» **What to produce**
Count the lines below that contain the string "concrete", with case significant. Reply with the number alone.

####

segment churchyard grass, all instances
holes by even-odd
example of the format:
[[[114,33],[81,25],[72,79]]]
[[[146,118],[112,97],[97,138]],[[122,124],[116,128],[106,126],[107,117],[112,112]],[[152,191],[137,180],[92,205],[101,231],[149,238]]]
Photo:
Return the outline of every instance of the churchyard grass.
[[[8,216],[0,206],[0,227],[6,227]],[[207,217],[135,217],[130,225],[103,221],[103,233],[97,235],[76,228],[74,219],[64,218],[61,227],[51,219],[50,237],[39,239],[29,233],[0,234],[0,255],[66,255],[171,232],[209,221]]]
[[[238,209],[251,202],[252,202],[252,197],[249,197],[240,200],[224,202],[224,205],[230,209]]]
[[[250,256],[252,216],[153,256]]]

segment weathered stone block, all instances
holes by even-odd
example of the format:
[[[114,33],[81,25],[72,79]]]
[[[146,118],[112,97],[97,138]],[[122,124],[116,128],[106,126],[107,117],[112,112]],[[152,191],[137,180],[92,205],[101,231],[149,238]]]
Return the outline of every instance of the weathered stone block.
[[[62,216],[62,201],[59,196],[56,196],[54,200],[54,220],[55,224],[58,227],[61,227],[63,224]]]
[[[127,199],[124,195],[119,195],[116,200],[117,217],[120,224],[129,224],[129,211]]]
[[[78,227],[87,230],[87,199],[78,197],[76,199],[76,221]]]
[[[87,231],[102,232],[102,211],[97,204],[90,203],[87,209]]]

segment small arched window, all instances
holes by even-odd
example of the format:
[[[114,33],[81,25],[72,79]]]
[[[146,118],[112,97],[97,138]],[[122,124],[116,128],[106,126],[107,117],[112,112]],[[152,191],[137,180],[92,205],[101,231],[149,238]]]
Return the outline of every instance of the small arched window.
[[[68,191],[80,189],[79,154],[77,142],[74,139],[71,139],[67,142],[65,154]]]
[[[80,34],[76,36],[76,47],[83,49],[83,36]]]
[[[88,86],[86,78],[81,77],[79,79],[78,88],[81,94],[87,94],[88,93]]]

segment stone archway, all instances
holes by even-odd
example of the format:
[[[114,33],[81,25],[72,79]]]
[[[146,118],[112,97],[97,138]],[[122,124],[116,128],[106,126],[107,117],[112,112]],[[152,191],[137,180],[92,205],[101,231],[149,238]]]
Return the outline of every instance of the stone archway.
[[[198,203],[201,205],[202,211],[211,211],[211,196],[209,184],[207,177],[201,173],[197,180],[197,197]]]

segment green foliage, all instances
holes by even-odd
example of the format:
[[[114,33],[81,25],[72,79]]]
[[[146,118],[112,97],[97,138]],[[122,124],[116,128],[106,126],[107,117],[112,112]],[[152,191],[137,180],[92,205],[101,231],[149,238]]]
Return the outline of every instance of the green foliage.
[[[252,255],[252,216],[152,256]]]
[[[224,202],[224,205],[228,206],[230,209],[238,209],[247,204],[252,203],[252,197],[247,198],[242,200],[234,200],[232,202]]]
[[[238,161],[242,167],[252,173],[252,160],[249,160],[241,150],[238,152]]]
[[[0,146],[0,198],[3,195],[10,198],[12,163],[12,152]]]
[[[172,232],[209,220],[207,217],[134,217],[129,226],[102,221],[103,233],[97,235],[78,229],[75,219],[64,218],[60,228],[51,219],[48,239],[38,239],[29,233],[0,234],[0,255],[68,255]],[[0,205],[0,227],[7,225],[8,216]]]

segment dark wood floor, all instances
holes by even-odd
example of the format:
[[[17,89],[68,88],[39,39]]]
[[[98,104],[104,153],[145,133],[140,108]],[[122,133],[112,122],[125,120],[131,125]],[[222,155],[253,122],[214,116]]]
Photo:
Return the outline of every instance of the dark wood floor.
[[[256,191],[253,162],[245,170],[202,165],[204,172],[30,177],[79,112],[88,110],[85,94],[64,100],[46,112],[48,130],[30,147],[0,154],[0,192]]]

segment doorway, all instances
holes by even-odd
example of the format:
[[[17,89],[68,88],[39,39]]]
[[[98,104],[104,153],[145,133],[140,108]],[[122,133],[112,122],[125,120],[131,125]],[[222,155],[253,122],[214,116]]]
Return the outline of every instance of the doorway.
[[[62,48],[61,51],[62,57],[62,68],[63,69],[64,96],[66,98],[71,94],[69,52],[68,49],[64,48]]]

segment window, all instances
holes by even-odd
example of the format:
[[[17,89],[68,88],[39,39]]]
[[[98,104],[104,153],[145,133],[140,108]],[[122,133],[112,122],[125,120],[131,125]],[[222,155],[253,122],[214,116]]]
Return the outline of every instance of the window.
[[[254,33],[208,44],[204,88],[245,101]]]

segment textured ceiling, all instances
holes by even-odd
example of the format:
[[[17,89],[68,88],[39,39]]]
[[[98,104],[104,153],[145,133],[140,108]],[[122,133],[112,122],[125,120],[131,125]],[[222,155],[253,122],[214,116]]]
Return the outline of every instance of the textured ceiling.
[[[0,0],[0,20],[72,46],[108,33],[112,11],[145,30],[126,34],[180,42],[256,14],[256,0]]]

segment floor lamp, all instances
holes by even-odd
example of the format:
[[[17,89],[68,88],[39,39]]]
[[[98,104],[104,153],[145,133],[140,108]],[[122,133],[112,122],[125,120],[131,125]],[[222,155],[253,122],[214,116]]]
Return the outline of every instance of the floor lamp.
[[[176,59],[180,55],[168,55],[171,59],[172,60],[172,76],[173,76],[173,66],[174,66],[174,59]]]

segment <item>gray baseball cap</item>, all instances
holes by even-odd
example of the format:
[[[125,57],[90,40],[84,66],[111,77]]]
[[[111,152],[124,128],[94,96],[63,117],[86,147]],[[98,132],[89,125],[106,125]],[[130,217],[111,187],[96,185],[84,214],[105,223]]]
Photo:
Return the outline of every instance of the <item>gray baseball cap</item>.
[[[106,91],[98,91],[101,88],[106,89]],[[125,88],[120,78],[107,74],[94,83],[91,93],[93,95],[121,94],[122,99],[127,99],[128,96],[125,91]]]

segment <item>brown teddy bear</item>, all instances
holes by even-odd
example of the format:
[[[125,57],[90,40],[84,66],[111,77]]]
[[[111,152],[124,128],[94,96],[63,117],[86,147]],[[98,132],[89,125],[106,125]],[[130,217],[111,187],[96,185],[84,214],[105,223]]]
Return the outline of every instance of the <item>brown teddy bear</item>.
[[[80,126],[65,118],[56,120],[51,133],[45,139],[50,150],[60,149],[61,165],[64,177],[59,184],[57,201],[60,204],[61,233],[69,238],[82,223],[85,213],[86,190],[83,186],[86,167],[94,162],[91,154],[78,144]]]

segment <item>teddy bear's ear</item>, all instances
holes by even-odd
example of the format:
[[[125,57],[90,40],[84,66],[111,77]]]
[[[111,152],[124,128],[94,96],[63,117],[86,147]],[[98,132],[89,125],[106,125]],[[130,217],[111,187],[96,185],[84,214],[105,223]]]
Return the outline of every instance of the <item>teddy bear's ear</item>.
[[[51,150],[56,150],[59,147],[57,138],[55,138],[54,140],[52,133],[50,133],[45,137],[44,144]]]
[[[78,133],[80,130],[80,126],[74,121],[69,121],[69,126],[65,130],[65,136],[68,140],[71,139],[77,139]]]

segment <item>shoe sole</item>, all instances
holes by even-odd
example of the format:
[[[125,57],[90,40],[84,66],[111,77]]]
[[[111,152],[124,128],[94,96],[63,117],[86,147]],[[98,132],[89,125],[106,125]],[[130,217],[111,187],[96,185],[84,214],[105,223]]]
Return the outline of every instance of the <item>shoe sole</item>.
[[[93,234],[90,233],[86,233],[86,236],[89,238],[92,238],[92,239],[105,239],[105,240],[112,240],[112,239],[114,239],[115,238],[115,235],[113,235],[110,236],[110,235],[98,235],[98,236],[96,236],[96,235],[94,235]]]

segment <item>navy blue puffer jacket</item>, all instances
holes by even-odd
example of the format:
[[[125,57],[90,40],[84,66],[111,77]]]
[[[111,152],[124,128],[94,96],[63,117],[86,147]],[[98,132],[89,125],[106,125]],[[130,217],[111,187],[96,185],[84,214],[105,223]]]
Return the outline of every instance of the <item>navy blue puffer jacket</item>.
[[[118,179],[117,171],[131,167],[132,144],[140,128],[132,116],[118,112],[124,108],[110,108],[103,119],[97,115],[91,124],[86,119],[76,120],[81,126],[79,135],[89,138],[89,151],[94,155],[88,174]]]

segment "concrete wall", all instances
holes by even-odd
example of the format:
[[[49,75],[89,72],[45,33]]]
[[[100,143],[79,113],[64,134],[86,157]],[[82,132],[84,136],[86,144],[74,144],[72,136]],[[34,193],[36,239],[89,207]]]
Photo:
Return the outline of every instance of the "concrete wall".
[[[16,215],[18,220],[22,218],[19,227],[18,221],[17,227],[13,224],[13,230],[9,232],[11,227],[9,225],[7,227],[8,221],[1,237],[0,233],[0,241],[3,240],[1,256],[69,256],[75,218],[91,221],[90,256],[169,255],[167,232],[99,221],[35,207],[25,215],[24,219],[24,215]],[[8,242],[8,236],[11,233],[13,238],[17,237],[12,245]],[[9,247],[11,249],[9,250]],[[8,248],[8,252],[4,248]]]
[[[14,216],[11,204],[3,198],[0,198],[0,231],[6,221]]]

####

» **Full output**
2